# 読む文章
========

はじめに
ベクトル検索を実行するにあたり、.multilingual-e5-small_linux-x86_64
モデルを使用してエンベッドを実行します。このモデルは、Hugging Face の multilingual-e5-small に以下の記述があるとおり、最大トークン長が512トークンとなっています。
Limitations
Long texts will be truncated to at most 512 tokens.
そこで、こちらの記事を参考にパイプラインでチャンク化することにしました。
しかし、英語データを前提とした記事であり、同じ設定で(*この記事では "model_limit": 400
と設定しています。)日本語データの場合に、本当に最大長を超えないのか一抹の不安がありました。
日本語データを使用した時に、最大長までに収まっているかどうか(truncateが発生していないか)を確認できる方法がありましたので紹介します。
truncate の設定
Elasticsearchでは、inference processorのオプションでtruncateの挙動を設定できます。今回使用している text_embedding のオプションとして tokenization
の設定があります。デフォルトでは、tokenization は bert
で、truncate は first
となっています。この truncateオプションが first
の場合、max_sequence_length
を超えると、エラーなど特に何も発生せずにtruncateが発生します。

========

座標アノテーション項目
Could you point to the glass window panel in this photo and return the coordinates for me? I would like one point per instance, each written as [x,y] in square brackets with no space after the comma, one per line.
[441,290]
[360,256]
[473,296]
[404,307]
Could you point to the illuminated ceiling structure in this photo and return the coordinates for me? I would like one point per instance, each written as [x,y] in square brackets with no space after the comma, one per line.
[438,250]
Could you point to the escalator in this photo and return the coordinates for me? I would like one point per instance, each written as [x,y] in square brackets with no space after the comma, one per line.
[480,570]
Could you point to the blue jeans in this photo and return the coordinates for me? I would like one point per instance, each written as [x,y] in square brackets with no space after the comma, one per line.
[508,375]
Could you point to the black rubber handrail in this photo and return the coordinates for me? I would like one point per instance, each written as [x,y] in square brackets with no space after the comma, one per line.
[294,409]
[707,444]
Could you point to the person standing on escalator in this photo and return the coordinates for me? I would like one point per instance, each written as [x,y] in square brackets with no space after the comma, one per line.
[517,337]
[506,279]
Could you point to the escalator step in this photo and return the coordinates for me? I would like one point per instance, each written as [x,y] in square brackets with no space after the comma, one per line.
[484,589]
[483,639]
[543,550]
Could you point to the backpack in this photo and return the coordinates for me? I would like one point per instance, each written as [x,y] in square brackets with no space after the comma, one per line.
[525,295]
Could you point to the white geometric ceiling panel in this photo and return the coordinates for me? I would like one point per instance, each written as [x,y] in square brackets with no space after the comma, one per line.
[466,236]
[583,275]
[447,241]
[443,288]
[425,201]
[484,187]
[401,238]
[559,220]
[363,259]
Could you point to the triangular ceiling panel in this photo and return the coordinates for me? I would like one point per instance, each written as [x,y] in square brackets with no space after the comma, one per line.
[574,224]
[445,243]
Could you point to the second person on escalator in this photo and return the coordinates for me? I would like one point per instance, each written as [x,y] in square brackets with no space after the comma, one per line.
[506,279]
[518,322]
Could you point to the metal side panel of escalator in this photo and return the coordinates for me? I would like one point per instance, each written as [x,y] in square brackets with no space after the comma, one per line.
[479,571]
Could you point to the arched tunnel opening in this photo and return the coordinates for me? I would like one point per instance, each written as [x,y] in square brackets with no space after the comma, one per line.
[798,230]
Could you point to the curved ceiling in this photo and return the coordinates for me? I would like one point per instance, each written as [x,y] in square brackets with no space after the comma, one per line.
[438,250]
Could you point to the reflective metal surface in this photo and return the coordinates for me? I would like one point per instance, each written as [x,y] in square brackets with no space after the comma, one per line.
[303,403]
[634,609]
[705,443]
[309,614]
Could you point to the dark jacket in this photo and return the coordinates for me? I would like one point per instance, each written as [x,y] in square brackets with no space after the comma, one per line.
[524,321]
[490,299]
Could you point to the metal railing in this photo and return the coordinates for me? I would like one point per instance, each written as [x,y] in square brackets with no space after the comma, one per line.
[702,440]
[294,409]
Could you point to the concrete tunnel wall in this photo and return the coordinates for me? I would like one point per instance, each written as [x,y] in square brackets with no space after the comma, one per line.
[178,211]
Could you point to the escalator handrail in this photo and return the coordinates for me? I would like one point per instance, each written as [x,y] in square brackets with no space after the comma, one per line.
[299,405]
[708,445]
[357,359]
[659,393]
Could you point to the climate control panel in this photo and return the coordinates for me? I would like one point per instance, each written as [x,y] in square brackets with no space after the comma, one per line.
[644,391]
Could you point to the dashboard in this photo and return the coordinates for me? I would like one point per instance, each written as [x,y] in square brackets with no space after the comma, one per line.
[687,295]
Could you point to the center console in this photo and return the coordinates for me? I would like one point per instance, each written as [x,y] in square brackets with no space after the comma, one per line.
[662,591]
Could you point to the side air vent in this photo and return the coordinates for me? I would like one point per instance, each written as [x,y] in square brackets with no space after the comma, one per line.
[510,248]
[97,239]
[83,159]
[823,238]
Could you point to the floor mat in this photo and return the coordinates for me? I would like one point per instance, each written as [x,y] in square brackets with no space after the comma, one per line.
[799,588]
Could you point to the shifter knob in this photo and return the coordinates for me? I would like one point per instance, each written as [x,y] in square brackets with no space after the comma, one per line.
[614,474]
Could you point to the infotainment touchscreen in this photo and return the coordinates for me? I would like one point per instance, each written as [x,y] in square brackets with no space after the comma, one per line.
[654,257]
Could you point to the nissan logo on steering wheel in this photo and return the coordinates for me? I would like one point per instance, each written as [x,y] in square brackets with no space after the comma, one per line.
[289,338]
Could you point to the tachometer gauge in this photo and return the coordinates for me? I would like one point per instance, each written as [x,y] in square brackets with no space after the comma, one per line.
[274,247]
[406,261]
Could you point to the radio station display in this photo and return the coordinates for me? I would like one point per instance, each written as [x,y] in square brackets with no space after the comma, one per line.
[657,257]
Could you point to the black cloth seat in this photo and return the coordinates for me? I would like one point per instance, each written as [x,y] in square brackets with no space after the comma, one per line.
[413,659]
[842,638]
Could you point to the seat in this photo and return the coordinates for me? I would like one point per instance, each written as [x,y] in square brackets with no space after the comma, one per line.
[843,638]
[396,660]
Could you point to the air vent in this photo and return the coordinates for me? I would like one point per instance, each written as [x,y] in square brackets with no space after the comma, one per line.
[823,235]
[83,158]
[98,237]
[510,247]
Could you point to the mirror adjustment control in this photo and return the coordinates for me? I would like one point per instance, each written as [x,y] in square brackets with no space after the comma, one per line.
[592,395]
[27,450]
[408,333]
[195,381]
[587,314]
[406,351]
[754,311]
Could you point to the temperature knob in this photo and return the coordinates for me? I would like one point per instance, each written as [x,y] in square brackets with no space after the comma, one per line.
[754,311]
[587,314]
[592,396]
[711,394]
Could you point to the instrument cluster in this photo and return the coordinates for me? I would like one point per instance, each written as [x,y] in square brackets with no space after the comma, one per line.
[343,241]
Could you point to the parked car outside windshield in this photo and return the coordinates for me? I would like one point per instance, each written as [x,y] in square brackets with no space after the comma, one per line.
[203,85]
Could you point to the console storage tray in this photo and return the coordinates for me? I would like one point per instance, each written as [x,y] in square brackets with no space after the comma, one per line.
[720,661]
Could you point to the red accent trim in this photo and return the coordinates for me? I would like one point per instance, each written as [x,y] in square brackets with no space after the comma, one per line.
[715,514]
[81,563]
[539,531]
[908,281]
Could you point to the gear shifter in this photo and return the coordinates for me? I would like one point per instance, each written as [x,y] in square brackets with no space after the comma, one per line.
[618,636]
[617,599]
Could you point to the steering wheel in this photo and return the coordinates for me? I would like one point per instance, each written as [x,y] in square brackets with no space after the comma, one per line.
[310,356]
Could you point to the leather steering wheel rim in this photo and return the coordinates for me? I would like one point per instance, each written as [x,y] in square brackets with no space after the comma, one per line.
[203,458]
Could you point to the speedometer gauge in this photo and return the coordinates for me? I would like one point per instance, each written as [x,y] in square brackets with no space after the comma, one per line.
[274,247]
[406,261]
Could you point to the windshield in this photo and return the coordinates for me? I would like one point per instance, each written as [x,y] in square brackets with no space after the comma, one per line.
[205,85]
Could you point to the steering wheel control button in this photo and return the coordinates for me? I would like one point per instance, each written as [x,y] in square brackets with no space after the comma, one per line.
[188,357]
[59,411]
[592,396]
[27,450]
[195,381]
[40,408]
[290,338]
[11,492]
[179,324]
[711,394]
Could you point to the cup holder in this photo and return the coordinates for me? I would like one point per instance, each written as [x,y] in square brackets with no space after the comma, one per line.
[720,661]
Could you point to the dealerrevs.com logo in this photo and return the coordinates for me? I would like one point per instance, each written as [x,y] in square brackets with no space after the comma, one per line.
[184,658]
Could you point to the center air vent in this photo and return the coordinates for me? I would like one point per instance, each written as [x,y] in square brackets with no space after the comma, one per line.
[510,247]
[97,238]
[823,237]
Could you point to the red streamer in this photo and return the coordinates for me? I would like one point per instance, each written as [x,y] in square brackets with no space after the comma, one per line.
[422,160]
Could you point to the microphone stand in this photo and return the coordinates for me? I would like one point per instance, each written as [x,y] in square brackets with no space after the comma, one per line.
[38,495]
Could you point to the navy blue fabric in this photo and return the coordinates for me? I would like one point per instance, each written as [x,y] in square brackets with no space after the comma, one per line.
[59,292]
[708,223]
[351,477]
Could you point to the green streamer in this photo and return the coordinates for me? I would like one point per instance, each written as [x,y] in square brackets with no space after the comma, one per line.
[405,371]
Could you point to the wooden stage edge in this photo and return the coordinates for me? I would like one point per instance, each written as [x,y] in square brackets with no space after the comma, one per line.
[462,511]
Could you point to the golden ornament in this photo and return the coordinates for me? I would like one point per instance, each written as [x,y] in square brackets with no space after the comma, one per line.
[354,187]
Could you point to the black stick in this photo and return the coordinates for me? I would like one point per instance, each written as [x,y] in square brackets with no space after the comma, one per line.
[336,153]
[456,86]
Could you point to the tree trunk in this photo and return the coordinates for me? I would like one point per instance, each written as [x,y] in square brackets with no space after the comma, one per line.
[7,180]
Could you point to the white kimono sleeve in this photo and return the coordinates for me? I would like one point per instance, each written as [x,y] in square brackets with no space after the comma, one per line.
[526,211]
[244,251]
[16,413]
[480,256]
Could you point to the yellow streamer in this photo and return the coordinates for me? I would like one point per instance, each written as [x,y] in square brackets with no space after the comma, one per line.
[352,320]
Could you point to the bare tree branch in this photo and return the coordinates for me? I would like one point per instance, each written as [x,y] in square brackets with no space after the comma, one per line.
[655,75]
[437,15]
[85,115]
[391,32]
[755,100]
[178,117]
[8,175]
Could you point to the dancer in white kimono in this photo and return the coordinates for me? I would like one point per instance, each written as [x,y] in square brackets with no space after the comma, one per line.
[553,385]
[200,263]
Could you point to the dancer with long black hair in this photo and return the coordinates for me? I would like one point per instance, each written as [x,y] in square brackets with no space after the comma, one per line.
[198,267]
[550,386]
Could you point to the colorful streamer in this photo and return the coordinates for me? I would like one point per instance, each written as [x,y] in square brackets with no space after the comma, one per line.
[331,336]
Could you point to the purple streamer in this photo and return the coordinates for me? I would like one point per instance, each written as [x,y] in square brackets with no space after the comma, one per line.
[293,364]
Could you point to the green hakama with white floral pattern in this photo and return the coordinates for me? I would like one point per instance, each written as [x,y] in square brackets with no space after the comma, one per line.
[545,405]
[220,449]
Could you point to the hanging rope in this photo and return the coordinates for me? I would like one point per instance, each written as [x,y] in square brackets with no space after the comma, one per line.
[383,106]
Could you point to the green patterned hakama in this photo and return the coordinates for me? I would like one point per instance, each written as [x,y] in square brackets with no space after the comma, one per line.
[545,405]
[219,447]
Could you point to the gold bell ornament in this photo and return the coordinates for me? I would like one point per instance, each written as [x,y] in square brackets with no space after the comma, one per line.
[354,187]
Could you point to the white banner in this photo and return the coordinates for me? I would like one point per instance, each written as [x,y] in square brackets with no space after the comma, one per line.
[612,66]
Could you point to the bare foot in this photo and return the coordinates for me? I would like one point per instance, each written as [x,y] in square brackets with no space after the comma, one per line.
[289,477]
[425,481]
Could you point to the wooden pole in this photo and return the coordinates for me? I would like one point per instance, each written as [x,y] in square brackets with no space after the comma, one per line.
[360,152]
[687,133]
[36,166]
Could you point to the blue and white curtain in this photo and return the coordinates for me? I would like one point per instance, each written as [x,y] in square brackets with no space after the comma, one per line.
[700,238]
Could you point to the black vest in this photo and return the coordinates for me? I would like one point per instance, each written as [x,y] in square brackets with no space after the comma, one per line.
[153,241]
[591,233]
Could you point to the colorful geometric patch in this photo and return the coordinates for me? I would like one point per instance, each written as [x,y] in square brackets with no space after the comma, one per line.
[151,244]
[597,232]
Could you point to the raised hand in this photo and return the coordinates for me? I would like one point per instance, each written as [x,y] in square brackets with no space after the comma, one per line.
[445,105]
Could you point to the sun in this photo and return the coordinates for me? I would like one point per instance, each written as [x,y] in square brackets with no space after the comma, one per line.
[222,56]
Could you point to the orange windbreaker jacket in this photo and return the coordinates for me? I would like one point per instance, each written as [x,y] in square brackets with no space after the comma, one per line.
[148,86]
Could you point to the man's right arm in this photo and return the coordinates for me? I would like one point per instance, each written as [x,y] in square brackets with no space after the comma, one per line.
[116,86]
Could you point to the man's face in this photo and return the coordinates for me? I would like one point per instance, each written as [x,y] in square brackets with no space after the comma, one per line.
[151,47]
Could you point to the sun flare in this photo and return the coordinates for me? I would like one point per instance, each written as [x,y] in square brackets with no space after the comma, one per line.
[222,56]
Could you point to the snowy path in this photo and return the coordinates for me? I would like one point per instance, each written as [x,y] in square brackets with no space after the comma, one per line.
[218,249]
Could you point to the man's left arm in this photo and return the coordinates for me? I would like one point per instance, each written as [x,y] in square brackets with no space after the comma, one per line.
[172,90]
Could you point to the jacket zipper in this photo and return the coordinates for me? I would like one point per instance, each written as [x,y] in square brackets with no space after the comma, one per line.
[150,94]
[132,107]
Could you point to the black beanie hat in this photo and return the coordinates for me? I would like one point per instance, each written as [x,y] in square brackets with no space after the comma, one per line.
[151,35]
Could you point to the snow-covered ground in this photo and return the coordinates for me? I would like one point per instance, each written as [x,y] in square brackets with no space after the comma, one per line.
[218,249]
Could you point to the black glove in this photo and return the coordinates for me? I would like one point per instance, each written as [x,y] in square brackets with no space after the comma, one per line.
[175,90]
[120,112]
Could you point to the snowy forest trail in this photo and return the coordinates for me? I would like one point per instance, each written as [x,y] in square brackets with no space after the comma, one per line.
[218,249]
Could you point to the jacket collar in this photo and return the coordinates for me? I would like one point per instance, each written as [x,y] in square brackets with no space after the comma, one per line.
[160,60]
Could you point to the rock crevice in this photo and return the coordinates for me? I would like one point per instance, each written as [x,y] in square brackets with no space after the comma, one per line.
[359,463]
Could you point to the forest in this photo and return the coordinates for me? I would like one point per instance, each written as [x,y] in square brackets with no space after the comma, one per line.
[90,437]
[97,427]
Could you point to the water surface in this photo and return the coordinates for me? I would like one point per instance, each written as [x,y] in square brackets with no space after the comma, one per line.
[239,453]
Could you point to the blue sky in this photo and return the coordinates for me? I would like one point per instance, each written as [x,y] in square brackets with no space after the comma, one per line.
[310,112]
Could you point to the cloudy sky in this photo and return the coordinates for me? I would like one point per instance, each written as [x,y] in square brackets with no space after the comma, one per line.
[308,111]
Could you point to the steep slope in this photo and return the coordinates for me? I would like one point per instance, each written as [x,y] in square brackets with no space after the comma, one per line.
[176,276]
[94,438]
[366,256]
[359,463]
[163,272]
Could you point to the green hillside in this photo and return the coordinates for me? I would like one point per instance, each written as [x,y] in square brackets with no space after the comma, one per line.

========

# 取り組む課題
1. ベクトル検索の記事について、次の問いに答えてください。
(a) multilingual-e5-small の最大トークン長は何トークンですか。
(b) 参考にした記事では "model_limit" をいくつに設定していますか。
(c) tokenization のデフォルトは何ですか。
2. ベクトル検索の記事の中で、値がはっきり書かれている設定項目を、その値と一緒にすべて挙げてください。
3. ベクトル検索の記事の続きを書いてください。

# 課題の答え
1.
(a) 512トークン
(b) 400
(c) bert

2.
model_limit：400
tokenization：bert
truncate：first

3.
今回、.multilingual-e5-small_linux-x86_64
を使用していますので、tokenization は xlm_roberta
です。xlm_roberta
の truncate 設定もデフォルトは first
となっています。
このtruncateの設定を none
にすることで、max_sequence_length
を超えた場合にエラーが発生するようにできます。
Properties of roberta
truncate
(Optional, string) Indicates how tokens are truncated when they exceed max_sequence_length. The default value is first.
none
: No truncation occurs; the inference request receives an error.first
: Only the first sequence is truncated.second
: Only the second sequence is truncated. If there is just one sequence, that sequence is truncated.
デフォルト設定のパイプラインでの挙動確認
こちらの記事と同じパイプラインとインデックスで検証してみます。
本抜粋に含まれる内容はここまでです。